1. All names and identifying information have been removed and replaced where necessary with pseudonyms or initials.

2. Therefore, important was Gessner's identification of this structure that contemporary scientific discussions of BAT reference the discovery (Cannon & Nedergaard, Citation2008; Enerbäck, Citation2010; Tews & Wabitsch, Citation2011). Now termed as ‘the good fat’, BAT it is reported as a preventive for obesity in scientific journals (Chao, Yang, Aja, Moran, & Bi, Citation2011), with international newsprint media reporting it as a scientific breakthrough in the battle with obesity (Gray, Citation2009; Paddock, Citation2011; Wang, Citation2010). BAT even has its own Facebook page.

3. Funded by ARC and ESRC Grants. ARC Linkage International Social Science Collaboration 2007–2010 The impact of attitudes and policies relating to obesity and related health issues on school policy and practices: J. Wright, V. Harwood, UOW, Australia; L. Burrows, University of Otago, New Zealand; E. Rich, & J. Evans, Loughborough University, England.

________________________________________

Work item » Output the three numbered notes above verbatim, without changing anything.

Extracted material »
________________________________________

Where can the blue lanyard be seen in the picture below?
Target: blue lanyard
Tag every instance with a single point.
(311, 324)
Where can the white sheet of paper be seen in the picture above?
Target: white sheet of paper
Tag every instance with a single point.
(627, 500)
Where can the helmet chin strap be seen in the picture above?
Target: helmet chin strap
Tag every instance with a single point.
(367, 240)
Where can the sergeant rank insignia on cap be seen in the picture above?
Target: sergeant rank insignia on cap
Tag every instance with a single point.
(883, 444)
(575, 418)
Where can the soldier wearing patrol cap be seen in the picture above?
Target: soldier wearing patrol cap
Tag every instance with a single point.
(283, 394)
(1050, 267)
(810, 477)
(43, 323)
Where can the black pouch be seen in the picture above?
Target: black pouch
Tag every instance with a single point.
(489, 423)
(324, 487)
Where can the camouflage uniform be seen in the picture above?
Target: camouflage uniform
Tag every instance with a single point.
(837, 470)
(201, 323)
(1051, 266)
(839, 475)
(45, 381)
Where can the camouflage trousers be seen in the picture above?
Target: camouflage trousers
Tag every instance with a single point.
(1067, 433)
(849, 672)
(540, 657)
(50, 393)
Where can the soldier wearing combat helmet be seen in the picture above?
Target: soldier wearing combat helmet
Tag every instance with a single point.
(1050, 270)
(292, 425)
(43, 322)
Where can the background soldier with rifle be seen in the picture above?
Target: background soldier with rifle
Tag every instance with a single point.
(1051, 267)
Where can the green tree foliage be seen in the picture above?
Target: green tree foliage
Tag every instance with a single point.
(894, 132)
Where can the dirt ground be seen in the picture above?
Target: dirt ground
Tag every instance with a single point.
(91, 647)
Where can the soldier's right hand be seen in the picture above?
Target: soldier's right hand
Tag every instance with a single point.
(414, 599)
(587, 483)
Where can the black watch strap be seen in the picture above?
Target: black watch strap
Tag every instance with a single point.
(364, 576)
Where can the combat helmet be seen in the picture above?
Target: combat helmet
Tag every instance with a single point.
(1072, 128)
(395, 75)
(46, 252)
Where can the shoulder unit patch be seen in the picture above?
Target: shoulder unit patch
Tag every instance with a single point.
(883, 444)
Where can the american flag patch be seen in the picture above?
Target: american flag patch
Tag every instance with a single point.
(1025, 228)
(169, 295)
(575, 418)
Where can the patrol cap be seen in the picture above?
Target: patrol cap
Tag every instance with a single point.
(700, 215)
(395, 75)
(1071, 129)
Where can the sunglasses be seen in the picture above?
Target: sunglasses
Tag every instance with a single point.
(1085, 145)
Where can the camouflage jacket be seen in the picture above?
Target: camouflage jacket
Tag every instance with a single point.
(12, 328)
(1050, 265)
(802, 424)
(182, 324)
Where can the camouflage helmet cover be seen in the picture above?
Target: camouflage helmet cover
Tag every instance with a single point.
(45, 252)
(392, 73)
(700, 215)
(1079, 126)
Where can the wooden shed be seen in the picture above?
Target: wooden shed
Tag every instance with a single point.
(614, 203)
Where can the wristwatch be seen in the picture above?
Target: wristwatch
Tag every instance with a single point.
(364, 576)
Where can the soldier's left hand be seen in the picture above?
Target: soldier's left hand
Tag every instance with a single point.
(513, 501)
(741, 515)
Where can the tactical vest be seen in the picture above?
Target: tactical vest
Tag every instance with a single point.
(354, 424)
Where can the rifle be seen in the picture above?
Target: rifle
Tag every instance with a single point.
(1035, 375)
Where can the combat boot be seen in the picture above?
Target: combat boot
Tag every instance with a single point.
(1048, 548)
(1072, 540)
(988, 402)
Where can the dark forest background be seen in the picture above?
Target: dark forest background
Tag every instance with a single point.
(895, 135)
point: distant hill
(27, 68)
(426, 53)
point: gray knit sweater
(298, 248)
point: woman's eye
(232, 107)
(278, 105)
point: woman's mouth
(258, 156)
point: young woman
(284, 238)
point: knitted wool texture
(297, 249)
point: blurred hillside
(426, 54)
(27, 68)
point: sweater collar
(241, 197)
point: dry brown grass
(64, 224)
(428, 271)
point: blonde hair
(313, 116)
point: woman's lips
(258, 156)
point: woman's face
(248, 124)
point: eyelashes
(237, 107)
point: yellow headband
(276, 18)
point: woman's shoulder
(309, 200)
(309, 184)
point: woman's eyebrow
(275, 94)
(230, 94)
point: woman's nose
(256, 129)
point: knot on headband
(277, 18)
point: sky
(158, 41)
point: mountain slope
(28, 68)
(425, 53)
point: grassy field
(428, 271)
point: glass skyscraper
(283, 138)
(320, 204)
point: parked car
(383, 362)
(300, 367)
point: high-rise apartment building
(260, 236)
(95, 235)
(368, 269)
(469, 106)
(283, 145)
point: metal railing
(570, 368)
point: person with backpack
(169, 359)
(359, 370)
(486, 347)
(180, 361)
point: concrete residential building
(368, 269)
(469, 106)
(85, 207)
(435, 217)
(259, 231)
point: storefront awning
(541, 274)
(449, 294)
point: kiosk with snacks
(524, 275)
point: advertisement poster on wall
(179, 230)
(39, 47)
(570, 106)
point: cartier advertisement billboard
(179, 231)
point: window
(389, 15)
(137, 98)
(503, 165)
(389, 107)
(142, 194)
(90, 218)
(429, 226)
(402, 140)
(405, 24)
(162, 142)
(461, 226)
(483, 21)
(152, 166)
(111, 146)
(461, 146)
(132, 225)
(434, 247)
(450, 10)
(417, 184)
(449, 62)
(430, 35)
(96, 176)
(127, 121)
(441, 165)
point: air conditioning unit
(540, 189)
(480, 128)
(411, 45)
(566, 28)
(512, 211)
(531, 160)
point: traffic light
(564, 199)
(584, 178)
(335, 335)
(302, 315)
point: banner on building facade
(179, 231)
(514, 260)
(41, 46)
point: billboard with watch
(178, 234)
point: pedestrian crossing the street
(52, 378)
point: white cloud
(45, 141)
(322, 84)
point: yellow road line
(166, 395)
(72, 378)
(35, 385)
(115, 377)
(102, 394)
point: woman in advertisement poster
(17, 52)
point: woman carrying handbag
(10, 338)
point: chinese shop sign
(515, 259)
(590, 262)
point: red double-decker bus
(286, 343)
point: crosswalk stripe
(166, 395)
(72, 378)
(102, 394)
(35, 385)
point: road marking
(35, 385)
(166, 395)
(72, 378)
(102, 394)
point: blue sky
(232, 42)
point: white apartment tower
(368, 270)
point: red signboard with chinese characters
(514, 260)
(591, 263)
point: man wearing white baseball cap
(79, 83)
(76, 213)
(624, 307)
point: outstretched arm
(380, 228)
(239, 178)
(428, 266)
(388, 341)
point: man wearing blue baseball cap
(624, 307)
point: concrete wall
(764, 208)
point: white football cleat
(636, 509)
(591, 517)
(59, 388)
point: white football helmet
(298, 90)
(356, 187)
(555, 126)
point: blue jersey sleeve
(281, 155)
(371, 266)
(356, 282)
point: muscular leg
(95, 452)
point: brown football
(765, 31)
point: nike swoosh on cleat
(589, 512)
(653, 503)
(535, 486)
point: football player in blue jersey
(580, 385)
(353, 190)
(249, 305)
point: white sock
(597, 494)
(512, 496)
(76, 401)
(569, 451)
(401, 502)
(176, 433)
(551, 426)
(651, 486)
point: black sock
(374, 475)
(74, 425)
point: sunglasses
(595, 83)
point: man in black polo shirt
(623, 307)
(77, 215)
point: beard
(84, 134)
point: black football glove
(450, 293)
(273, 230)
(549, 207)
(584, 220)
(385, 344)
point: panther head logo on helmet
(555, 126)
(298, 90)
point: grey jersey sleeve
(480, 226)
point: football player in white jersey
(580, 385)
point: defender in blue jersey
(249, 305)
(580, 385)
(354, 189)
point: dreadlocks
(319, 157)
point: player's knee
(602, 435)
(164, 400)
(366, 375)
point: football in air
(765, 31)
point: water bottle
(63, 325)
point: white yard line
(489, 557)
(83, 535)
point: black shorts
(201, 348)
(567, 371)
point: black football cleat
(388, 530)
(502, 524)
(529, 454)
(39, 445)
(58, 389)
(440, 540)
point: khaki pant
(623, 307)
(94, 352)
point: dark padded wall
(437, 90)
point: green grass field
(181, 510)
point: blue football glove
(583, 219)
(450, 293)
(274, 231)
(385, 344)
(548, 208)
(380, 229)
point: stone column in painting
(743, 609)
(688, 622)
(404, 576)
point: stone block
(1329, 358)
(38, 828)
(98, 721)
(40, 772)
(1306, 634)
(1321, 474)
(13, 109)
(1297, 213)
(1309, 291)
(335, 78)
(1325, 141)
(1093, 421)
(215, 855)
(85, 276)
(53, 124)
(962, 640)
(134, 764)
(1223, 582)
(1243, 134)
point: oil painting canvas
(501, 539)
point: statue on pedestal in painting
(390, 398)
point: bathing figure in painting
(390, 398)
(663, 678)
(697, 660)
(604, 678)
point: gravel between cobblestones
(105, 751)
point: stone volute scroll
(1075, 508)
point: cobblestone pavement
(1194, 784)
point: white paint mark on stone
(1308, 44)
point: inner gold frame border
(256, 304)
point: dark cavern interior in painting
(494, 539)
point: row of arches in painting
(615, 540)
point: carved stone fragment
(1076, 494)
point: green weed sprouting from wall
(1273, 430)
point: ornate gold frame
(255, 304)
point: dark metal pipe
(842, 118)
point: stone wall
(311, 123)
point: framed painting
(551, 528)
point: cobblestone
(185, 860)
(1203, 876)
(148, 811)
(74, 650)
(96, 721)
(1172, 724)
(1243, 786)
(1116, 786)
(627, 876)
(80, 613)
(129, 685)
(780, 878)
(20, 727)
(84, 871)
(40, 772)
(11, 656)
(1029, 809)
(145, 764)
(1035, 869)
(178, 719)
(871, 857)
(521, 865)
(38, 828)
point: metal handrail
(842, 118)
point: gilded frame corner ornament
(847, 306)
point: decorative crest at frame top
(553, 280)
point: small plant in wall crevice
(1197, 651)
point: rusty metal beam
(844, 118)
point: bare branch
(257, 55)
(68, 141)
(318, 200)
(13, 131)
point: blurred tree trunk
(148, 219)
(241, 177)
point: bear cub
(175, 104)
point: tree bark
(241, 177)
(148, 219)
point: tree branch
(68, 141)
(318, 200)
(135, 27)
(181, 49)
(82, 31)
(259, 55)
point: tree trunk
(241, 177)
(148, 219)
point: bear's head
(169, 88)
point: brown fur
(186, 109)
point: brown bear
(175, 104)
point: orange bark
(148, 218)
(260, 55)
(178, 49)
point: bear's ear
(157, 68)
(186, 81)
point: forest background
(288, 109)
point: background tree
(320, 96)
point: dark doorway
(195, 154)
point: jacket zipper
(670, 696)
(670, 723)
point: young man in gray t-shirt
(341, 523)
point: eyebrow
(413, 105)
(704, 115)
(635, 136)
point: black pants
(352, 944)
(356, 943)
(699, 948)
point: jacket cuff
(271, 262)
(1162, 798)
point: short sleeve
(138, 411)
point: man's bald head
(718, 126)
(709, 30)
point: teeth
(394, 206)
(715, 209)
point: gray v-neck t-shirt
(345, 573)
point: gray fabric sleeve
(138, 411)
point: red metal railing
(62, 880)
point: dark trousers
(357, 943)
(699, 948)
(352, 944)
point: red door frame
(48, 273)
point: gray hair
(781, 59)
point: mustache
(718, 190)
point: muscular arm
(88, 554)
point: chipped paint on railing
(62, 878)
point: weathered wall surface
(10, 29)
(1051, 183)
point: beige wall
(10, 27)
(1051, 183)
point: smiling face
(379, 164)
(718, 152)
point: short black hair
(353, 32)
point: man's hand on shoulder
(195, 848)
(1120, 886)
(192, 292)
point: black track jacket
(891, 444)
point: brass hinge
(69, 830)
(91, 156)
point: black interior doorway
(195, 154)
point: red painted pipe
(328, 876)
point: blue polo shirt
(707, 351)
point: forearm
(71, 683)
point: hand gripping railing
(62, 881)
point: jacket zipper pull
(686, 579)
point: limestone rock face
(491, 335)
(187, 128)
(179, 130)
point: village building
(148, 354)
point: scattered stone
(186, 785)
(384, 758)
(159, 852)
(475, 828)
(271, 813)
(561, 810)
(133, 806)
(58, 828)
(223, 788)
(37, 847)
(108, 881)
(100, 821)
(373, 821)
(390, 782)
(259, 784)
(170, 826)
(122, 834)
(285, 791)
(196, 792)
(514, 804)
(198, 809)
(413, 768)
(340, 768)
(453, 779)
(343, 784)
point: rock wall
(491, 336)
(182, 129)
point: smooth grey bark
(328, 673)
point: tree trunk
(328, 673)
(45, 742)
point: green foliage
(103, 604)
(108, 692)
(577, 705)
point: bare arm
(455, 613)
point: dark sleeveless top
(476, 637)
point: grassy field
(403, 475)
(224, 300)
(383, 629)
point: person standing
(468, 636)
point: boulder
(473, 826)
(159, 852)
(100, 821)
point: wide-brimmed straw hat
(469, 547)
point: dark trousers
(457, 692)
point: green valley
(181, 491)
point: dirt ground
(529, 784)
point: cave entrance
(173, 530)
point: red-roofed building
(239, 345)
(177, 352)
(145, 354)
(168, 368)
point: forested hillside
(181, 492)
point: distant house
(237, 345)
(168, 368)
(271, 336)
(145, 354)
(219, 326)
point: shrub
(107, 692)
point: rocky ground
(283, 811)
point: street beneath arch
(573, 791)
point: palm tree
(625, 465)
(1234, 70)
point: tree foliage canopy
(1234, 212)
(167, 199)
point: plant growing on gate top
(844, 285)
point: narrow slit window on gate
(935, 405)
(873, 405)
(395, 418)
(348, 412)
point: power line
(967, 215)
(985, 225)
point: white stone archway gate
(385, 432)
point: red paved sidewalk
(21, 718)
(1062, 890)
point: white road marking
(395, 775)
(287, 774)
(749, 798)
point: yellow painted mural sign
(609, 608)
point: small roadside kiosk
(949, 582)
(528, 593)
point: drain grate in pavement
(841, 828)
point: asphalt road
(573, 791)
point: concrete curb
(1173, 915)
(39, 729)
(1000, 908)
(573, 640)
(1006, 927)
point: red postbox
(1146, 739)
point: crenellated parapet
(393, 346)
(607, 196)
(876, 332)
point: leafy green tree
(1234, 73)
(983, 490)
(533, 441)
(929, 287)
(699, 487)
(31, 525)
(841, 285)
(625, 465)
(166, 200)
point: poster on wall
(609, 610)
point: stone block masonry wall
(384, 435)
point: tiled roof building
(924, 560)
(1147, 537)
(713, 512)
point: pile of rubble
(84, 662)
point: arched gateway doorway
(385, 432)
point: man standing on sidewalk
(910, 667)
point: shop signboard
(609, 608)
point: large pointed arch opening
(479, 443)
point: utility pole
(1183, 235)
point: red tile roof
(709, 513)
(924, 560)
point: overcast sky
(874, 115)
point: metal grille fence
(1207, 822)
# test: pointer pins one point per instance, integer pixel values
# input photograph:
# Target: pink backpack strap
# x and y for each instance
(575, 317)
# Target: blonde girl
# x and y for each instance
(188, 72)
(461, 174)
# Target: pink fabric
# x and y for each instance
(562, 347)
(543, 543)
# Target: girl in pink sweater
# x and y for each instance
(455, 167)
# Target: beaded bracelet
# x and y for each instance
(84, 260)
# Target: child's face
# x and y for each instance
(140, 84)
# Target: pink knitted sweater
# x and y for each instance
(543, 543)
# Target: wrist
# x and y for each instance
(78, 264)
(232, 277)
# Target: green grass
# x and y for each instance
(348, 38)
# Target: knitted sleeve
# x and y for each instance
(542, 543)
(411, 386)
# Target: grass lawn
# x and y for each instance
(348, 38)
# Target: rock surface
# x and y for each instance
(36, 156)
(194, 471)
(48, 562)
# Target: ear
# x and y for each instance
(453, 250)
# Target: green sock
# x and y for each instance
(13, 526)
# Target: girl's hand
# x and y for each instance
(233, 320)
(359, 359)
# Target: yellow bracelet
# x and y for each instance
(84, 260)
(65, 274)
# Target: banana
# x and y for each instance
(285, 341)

________________________________________

Answer to this problem »
1. All names and identifying information have been removed and replaced where necessary with pseudonyms or initials.

2. Therefore, important was Gessner's identification of this structure that contemporary scientific discussions of BAT reference the discovery (Cannon & Nedergaard, Citation2008; Enerbäck, Citation2010; Tews & Wabitsch, Citation2011). Now termed as ‘the good fat’, BAT it is reported as a preventive for obesity in scientific journals (Chao, Yang, Aja, Moran, & Bi, Citation2011), with international newsprint media reporting it as a scientific breakthrough in the battle with obesity (Gray, Citation2009; Paddock, Citation2011; Wang, Citation2010). BAT even has its own Facebook page.

3. Funded by ARC and ESRC Grants. ARC Linkage International Social Science Collaboration 2007–2010 The impact of attitudes and policies relating to obesity and related health issues on school policy and practices: J. Wright, V. Harwood, UOW, Australia; L. Burrows, University of Otago, New Zealand; E. Rich, & J. Evans, Loughborough University, England.